Point annotation dataset records:
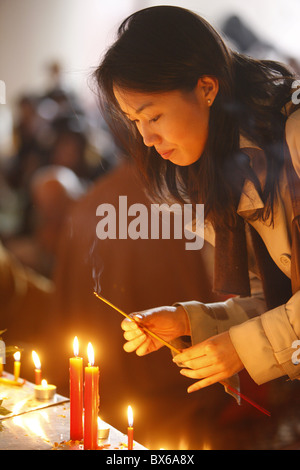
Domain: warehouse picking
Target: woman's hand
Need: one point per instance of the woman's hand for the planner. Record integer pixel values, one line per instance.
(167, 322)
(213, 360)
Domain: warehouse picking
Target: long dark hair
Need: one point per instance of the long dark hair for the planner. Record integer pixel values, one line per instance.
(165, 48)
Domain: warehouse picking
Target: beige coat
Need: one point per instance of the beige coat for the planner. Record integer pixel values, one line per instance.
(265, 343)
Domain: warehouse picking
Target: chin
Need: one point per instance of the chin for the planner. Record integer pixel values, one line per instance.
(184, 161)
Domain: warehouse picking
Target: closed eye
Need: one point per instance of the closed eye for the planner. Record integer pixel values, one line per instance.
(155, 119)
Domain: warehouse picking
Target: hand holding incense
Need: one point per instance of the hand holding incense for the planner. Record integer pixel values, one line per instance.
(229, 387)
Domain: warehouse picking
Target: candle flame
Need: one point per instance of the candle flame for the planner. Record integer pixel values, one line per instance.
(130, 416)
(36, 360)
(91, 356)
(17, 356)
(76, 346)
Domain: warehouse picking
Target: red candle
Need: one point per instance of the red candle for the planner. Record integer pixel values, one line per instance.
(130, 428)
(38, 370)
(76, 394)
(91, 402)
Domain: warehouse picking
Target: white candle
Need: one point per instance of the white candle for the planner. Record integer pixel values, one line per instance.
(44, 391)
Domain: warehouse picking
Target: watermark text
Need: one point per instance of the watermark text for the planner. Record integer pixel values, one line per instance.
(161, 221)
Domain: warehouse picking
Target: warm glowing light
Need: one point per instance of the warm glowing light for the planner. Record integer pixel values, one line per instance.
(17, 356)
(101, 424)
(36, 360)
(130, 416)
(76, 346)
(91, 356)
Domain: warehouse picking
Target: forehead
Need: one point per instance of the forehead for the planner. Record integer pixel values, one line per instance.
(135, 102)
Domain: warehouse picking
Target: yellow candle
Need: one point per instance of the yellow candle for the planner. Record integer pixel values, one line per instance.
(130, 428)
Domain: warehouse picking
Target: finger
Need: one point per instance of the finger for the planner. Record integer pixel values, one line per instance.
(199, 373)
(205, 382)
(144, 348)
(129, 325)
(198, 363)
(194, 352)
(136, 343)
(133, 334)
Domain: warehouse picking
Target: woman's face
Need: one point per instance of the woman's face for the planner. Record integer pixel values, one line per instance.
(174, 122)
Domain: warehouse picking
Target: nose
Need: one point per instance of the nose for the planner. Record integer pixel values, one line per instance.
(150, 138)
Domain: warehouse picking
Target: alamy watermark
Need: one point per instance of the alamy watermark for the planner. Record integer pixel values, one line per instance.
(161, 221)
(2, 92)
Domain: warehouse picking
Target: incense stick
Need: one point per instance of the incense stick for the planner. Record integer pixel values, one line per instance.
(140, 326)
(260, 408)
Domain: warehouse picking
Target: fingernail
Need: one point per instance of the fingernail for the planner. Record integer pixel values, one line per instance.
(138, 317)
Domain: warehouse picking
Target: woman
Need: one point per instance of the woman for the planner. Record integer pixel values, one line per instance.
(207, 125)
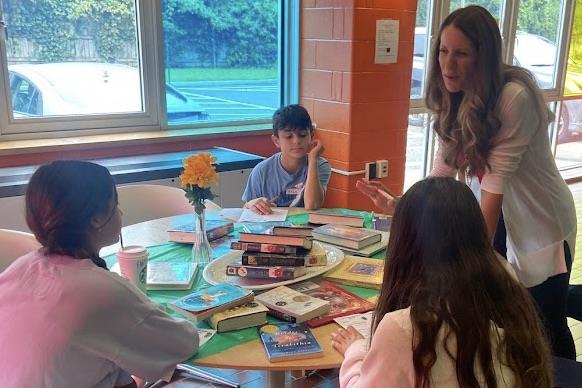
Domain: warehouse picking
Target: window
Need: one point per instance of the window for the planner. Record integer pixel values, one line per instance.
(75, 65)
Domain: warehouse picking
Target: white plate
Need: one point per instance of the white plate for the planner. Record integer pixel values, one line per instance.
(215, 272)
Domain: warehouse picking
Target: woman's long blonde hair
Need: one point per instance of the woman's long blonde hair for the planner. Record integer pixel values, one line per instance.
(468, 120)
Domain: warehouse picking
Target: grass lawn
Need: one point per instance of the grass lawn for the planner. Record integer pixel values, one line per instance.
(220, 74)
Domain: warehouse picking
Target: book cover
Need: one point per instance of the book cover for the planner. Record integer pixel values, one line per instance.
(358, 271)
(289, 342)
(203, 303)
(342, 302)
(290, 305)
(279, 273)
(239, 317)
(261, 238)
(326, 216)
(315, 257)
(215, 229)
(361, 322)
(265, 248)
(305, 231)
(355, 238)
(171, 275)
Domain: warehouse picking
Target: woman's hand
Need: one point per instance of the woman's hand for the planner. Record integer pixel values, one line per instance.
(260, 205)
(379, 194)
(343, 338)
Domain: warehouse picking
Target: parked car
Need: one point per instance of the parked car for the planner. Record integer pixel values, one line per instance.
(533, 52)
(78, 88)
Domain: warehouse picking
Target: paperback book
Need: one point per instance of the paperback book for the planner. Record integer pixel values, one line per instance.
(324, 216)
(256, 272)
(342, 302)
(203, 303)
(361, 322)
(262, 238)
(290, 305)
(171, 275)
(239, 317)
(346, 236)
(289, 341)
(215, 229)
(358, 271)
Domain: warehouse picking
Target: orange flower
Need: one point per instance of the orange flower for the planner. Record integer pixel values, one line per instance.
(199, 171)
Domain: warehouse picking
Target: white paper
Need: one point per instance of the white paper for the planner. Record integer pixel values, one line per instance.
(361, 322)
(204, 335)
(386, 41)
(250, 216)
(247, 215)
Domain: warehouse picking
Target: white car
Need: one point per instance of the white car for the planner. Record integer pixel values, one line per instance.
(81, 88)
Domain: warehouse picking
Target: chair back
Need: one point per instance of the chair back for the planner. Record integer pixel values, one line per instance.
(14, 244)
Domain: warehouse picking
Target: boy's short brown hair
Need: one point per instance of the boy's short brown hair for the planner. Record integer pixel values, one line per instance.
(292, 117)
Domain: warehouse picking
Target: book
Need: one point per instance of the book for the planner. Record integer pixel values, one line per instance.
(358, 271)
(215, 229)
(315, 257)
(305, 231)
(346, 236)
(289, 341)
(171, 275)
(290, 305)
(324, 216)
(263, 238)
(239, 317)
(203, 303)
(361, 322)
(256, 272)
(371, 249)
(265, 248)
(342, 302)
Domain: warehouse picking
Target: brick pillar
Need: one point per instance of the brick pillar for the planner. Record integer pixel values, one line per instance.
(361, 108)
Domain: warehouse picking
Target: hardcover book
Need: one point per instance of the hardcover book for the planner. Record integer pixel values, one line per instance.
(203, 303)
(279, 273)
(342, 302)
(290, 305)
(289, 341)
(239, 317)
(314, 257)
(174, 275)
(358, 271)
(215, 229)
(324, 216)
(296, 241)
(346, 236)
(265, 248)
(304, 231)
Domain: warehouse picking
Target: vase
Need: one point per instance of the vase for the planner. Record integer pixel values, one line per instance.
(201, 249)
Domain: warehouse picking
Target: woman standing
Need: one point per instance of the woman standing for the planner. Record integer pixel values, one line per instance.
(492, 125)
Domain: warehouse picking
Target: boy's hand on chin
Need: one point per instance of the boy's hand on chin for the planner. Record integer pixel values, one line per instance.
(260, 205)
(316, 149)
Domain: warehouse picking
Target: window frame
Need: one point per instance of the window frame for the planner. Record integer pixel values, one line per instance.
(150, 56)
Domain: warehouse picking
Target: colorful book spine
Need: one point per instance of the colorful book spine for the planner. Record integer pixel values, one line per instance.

**Direction:** Repeat the data exactly, dropping every picture it holds.

**Full solution:**
Domain: warehouse picking
Target: woman's hand
Need: one point per instance of the woman's hand for the planner. Record integer pixel values, one line per instance.
(167, 322)
(213, 360)
Domain: warehouse picking
Target: long dark hair
Need: one point per instance of the long dark hair for the planner. Record integer pixel values, one line per instance.
(165, 48)
Domain: warehouse picking
Target: beige coat
Need: one point per instance of the beige coat for the planner. Record integer pixel values, one line per instance.
(265, 343)
Domain: warehouse picking
Target: chin
Need: one point per instance of the chin for the planner. Record integer pixel values, one line per instance.
(184, 161)
Domain: warehouse picking
Target: closed eye
Need: one point per instance of the closed eye for the planner. Record integer pixel values, one line per instance.
(155, 119)
Domain: warehouse picking
Target: hand holding incense
Need: one point per instance of the hand holding incense for the planner. Record integer pixel values, one line per instance.
(229, 387)
Domain: warehouse picking
Target: candle flame
Need: one point per instance of the candle flame for the planner. Record integer pixel values, one line per instance.
(130, 416)
(36, 360)
(91, 356)
(17, 356)
(76, 346)
Domain: warehouse picking
Target: red candle
Need: one point per instance of the red candle for the planner. Record integer pixel values, one line per instance.
(130, 428)
(38, 370)
(76, 394)
(91, 402)
Domain: warehouse picking
Target: white candle
Need: one point per instance of the white candle for the planner. Record integer pixel values, one line per instance.
(44, 391)
Domain: warehouse picking
Target: watermark text
Need: one point per instance of the watermark text for the planner. Record integer pixel values, one line per instance.
(161, 221)
Domain: warehouse picking
Target: warm glowing light
Need: one point per instance of the warm glowing light for the planner. Record integer pixel values, one line per instance.
(17, 356)
(101, 424)
(36, 360)
(130, 416)
(76, 346)
(91, 356)
Domain: warehouse picking
Target: forehead
Need: one point per instance of the forehead for the planner. Record integer pixel values, one line per instance.
(135, 102)
Domain: warehouse picking
Target: yellow candle
Need: one point per instance of the yellow candle for the planner. Record integer pixel values, one line per instance.
(130, 428)
Domain: warehouse picking
Target: finger
Need: one point per instance of the finger for the planner. Record integer pixel values, one line per instance.
(199, 373)
(205, 382)
(144, 348)
(129, 325)
(198, 363)
(194, 352)
(136, 343)
(133, 334)
Domain: warehouse picking
Target: woman's face
Need: one point per instance of the woman's face for the planner. Record integer pixel values, one line per instance.
(174, 122)
Domain: warehouse picking
Target: nose
Need: one point per instance of the nose for the planner. Record integer pixel values, one line per instance.
(150, 138)
Domain: warehouse picking
Target: alamy watermark
Need: one point per instance of the alamy watermark for the planner. Record integer pixel values, one line per instance.
(161, 221)
(2, 92)
Domain: warehouse picking
Target: incense stick
Need: one point per instance of the incense stick for the planner. Record integer pixel values, one line per instance.
(140, 326)
(260, 408)
Domain: warehouse picking
Target: fingernail
Need: one point per instance of the fingernail for the planner. Record integer pixel values, one line per instance.
(138, 317)
Domain: warehouse picking
Target: woman
Need: one point per instance of the woman for the planner. Record integer pixel values, one line per instance.
(207, 125)
Domain: warehouse picking
Target: window
Need: one point per instance of the window for the planner. Record integer pixel values, one line per instance.
(75, 65)
Domain: warehouse picking
Target: white plate
Need: one point per instance of the white plate for the planner. Record integer pixel values, one line per instance.
(215, 272)
Domain: warehouse picking
Target: woman's long blonde hair
Need: one point per instance of the woman's long blonde hair for the planner. Record integer pixel values, one line per instance.
(468, 120)
Domain: warehouse picking
Target: grass lawn
Need: one point per instance of the grass lawn for the planner. Record integer pixel values, one line per instance.
(220, 74)
Domain: warehouse picking
Target: book cover
Need: one point per instance of the book cover for the planner. Record integer pixel values, one line per instance.
(358, 271)
(289, 342)
(203, 303)
(342, 302)
(290, 305)
(279, 273)
(239, 317)
(261, 238)
(326, 216)
(315, 257)
(215, 229)
(361, 322)
(265, 248)
(305, 231)
(355, 238)
(171, 275)
Domain: warehouse picking
Target: woman's hand
Need: one point per instance of the woman's hand for the planner. Record integer pixel values, one line per instance.
(260, 205)
(379, 194)
(343, 338)
Domain: warehouse picking
Target: parked car
Need: one point per instance of the parked car for the planner. Record integer pixel values, one line per instance.
(533, 52)
(78, 88)
Domain: warehouse picking
Target: paperback book
Need: one point per instance of the paperback book for the planner. Record integer pixel values, one line per instance.
(324, 216)
(256, 272)
(342, 302)
(203, 303)
(361, 322)
(262, 238)
(290, 305)
(171, 275)
(239, 317)
(346, 236)
(289, 341)
(215, 229)
(358, 271)
Domain: warehouse picking
Target: orange flower
Need: one point per instance of the orange flower for the planner. Record integer pixel values, one line per instance.
(199, 171)
Domain: warehouse picking
Target: white paper
Need: one point per instance of the white paper for the planner. Record integer pixel values, one line per instance.
(361, 322)
(204, 335)
(386, 41)
(250, 216)
(247, 215)
Domain: warehouse picking
Target: white car
Need: one point per instance of the white car for the planner. Record integer pixel values, one line per instance.
(81, 88)
Domain: warehouse picking
Target: chair back
Need: one point per instance of the chair back for the planner. Record integer pixel values, one line per instance.
(14, 244)
Domain: warehouse picking
Target: boy's short brown hair
Need: one point per instance of the boy's short brown hair for the planner. Record integer pixel values, one line per instance.
(292, 117)
Domain: warehouse picking
Target: book
Need: one point per instance of the book for the planner. Record integer pixel values, one line per instance.
(358, 271)
(215, 229)
(315, 257)
(305, 231)
(346, 236)
(289, 341)
(171, 275)
(290, 305)
(324, 216)
(263, 238)
(239, 317)
(203, 303)
(361, 322)
(256, 272)
(371, 249)
(265, 248)
(342, 302)
Domain: warehouse picking
Target: brick pillar
Need: one point per instance of the brick pillar for the planner. Record integer pixel values, one line per instance.
(361, 108)
Domain: warehouse picking
Target: hardcover book
Need: one point per instance of the hardcover book for the planner. Record integer pixel values, one line per instance.
(203, 303)
(279, 273)
(342, 302)
(290, 305)
(289, 341)
(239, 317)
(314, 257)
(174, 275)
(358, 271)
(215, 229)
(324, 216)
(296, 241)
(346, 236)
(265, 248)
(304, 231)
Domain: warehouse picking
Target: vase
Need: one point per instance of the vase for the planner. Record integer pixel values, one line per instance.
(201, 249)
Domain: warehouse picking
Target: woman standing
Need: one point per instance of the woman standing for the planner. Record integer pixel values, one line per instance.
(492, 125)
Domain: warehouse picking
Target: boy's hand on chin
Need: one point per instance of the boy's hand on chin for the planner. Record integer pixel values, one line per instance.
(260, 205)
(316, 149)
Domain: warehouse picking
Target: window frame
Need: one point per instance of the window frame for the planner. Record integer pixel values, one line per instance.
(150, 56)
Domain: warehouse picking
Target: colorful book spine
Need: one point per instance of the colorful book spine for the planner. Record integer pixel values, one line per instance.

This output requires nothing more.